A cat registry or cat breed registry, also known as a cat fancier organization, cattery federation, or cat breeders' association, is an organization that registers domestic cats (usually purebred) of many breeds, for exhibition and for breeding lineage tracking purposes. A cat registry stores the pedigrees (genealogies) of cats, cattery names, and other details of cats; studbooks (lists of authorized studs of recognized breeds), breed descriptions, and the formal breed standards (a.k.a. standards of points or SoP); lists of judges qualified to judge at shows run by or affiliated with that registry, and sometimes other information. A cat registry is not the same as a breed club or breed society (these are specific-breed organizations that may be affiliated with one or more registries with whom they have lodged breed standards in order to be able to exhibit under the auspices of that registry). Cat registries each have their own rules and usually also organize or license (sanction) cat shows. The show procedures vary widely, and awards won in one registry are not normally recognized by another. Some registries only serve breeders, while others are oriented toward pet owners and provide individual as well as cattery memberships, while yet others are federations only deal with breed clubs or even other registries as intermediaries between the organization and breeders.

History
The first cat registry was the National Cat Club, set up in 1887 in England. Until the formation of the Governing Council of the Cat Fancy in 1910, the National Cat Club was also the governing body of the cat fancy. A rival registry called the Cat Club was set up in 1898, but foundered in 1903 and was replaced by the [British] Cat Fanciers' Association. Cats could only be registered with one or the other registry. These two fancies merged in 1910 and became the GCCF.

In the United States, the 1899 Chicago cat show resulted in the formation of the Chicago Cat Club, followed by the better-organized Beresford Cat Club (named after noted British breeder Lady Marcus Beresford). In 1906, the Beresford Cat Club renamed itself the American Cat Association (ACA) and rapidly became the dominant North American registry for a short time. In 1908, the [American, and extant] Cat Fanciers' Association (CFA) split off, and both organizations continue to the present, with competition from The International Cat Association (TICA), also US-based, as well as more regional associations. ACA today accepts Canadian and Mexican as well as US registrations but remains primarily active in the northeastern United States. Both TICA and CFA are international, though the bulk of their pedigrees are issued to US breeders.

**APPLY WHAT YOU READ**
A – Reproduce the cat registry text word for word, from "In the United" to "to US breeders.".
B – Name each distinct year mentioned in the history section of the cat registry text, in order of first appearance.
C – Write the next part of the cat registry text, starting after its final sentence.

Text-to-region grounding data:

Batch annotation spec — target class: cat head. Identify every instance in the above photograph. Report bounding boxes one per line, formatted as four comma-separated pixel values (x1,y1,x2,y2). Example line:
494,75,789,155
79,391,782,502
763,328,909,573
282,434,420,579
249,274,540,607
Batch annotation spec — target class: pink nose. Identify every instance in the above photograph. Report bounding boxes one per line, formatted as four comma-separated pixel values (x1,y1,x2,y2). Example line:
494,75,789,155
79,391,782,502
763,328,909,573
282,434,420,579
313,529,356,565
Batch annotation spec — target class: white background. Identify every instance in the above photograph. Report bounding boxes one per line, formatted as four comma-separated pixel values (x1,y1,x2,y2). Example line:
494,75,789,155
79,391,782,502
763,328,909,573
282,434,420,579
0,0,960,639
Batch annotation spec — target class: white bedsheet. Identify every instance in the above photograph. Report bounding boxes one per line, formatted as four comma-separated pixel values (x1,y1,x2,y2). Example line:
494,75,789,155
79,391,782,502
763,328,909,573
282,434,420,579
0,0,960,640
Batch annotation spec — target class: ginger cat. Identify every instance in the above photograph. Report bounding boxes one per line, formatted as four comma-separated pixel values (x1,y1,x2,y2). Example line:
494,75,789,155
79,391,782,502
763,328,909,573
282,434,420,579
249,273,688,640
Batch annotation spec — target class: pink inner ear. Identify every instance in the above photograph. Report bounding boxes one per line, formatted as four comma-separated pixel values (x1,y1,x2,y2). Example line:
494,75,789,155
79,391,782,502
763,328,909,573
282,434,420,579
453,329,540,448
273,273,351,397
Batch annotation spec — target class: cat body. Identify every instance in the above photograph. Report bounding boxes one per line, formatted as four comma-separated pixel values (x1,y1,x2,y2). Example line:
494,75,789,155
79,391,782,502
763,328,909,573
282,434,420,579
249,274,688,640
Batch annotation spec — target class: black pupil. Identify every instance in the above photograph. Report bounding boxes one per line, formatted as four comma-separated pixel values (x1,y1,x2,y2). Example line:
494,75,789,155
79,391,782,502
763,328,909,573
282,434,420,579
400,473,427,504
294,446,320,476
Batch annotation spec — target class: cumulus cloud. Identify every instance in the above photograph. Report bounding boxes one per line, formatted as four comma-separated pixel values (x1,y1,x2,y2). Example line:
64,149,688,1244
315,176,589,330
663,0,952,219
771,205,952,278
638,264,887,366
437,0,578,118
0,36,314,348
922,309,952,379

---

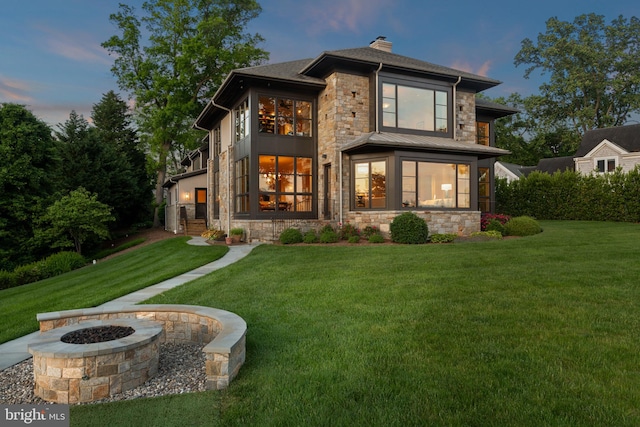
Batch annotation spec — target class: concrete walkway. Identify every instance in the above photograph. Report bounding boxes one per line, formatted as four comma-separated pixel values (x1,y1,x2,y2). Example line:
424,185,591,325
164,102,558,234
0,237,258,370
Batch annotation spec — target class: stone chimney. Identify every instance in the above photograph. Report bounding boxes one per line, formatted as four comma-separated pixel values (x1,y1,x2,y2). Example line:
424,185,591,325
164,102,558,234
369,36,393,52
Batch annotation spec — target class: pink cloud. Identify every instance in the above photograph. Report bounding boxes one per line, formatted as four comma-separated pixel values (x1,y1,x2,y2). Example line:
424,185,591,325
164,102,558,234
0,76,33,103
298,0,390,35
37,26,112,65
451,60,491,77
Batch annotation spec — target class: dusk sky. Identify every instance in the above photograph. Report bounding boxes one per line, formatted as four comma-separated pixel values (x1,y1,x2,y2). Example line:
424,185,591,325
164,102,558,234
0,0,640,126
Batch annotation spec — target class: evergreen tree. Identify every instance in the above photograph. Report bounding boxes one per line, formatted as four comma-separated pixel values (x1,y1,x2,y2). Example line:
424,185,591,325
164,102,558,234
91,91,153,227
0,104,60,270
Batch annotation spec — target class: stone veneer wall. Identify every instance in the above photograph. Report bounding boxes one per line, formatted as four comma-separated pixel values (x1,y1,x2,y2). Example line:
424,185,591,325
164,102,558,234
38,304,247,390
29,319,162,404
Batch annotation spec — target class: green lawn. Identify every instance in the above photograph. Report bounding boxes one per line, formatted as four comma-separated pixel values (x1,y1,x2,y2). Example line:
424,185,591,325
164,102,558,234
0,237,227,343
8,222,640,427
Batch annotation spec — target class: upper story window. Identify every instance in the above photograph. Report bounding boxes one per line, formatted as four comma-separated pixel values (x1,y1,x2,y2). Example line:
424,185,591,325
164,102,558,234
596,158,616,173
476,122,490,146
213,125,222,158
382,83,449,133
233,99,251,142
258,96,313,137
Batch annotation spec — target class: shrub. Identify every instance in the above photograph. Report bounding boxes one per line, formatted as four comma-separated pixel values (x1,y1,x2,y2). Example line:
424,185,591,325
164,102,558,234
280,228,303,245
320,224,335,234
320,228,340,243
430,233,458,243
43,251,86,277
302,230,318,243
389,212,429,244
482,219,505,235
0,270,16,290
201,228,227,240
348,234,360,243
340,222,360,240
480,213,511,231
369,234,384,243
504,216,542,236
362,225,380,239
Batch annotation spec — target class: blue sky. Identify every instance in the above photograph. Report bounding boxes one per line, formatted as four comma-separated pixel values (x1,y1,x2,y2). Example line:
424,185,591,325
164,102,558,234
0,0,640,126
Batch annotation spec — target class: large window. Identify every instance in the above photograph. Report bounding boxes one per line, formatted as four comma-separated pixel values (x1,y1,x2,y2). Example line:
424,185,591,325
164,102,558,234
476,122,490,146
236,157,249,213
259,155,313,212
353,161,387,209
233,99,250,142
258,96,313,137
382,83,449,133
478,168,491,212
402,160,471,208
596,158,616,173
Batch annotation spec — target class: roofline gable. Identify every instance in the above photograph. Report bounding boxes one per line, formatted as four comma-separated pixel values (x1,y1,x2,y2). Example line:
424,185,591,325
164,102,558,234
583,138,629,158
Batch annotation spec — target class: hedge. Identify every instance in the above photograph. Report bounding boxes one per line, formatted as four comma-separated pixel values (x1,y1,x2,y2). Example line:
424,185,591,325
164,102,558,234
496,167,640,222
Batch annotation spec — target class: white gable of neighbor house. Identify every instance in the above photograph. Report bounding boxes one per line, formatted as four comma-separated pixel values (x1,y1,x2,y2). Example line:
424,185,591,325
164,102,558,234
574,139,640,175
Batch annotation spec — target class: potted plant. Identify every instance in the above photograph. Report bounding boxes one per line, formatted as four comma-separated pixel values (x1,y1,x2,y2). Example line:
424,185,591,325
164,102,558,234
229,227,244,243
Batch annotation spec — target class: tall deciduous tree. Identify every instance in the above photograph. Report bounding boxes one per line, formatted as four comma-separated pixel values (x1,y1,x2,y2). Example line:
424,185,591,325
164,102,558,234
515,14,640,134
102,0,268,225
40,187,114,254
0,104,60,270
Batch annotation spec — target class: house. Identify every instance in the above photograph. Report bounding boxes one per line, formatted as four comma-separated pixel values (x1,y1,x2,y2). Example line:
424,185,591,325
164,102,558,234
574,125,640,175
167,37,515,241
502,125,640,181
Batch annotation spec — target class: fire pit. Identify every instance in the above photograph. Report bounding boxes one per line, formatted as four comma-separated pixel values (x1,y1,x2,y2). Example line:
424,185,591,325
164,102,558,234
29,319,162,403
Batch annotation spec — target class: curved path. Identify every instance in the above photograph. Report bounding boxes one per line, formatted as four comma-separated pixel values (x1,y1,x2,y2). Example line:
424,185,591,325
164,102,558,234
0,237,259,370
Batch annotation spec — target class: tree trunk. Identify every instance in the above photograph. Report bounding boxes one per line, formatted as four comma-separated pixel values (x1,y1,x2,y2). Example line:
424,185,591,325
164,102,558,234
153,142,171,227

==

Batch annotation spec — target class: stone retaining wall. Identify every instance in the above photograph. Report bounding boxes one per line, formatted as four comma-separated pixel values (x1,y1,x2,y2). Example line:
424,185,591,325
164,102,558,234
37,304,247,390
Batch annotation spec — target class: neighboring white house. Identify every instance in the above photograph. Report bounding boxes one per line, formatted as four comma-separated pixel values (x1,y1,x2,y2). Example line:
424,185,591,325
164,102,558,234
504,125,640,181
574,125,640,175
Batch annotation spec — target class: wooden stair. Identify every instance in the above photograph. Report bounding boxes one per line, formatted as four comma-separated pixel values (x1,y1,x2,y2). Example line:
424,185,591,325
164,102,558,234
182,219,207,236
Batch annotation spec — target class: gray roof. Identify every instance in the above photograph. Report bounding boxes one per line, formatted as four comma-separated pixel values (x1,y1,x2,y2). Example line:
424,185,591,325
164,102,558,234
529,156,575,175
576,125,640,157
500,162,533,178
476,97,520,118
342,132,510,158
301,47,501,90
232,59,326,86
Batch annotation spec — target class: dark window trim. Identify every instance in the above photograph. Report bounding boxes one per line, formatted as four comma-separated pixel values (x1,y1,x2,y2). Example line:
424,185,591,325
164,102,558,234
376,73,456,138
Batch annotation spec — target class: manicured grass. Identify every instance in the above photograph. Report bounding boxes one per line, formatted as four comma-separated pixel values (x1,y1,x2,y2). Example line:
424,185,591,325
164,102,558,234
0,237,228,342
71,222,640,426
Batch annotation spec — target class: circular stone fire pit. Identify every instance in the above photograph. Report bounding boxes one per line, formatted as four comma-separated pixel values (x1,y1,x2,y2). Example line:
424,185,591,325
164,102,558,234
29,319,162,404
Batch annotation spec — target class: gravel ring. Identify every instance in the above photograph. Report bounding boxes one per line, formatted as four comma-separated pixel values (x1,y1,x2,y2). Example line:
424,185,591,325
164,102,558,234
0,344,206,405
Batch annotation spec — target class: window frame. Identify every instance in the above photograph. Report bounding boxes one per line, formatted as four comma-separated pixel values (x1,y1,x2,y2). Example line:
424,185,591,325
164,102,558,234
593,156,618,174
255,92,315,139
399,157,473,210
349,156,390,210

**OUTPUTS IN ORDER**
A –
In the United States, the 1899 Chicago cat show resulted in the formation of the Chicago Cat Club, followed by the better-organized Beresford Cat Club (named after noted British breeder Lady Marcus Beresford). In 1906, the Beresford Cat Club renamed itself the American Cat Association (ACA) and rapidly became the dominant North American registry for a short time. In 1908, the [American, and extant] Cat Fanciers' Association (CFA) split off, and both organizations continue to the present, with competition from The International Cat Association (TICA), also US-based, as well as more regional associations. ACA today accepts Canadian and Mexican as well as US registrations but remains primarily active in the northeastern United States. Both TICA and CFA are international, though the bulk of their pedigrees are issued to US breeders.

B – 1887, 1910, 1898, 1903, 1899, 1906, 1908

C –
In the intervening years, many cat registries have been formed worldwide. These range from international organizations or federations to national registries in one particular country. In many countries, independent registries have also been formed which may or may not be recognized by the main registries.

The internationally broadest organisation is the Fédération Internationale Féline (FIFe, founded 1949 in Paris, and presently based in Belgium), which is a worldwide federation of member cat registries, with a large European and South American presence. The World Cat Federation (WCF, founded 1988 in Rio de Janeiro, presently based in Germany), has a strong presence in Latin America, throughout Western Europe, and in countries of the former USSR. It is organized on a similar basis to FIFe but has a much more permissive approach to new breed acceptance. Like CFA, WCF provides a cattery registration service (to "reserve" cattery names and prevent others from using conflicting ones).

While some cat registries forbid the practice, it is now common to allow a cat to be registered by more than one registry. The World Cat Congress (WCC) is an international coordinating organization of the largest cat registries. WCC operates an "open-door" policy by which cats registered with one WCC registry can be shown under the rules of another WCC registry. Going further, the World Cat Federation, a WCC member accepts half again as many breeds as it publishes standards for, because it accepting the standards of TICA, FIFe, and several other WCC-affiliated federations, though it has also produced some nomenclatural conflicts with some of them.

Some independent cat registries specialize in particular types of cats that are ineligible for registration with a major registry due to breed restrictions or certain genetic traits. For example, The Dwarf Cat Association recognizes breeds derived from the short-legged Munchkin (a cat body type genetic mutation) which are banned by FIFe and some other registries. The Rare and Exotic Feline Registry specializes in cats derived from (or alleged to derive from)  hybridization with wildcat species.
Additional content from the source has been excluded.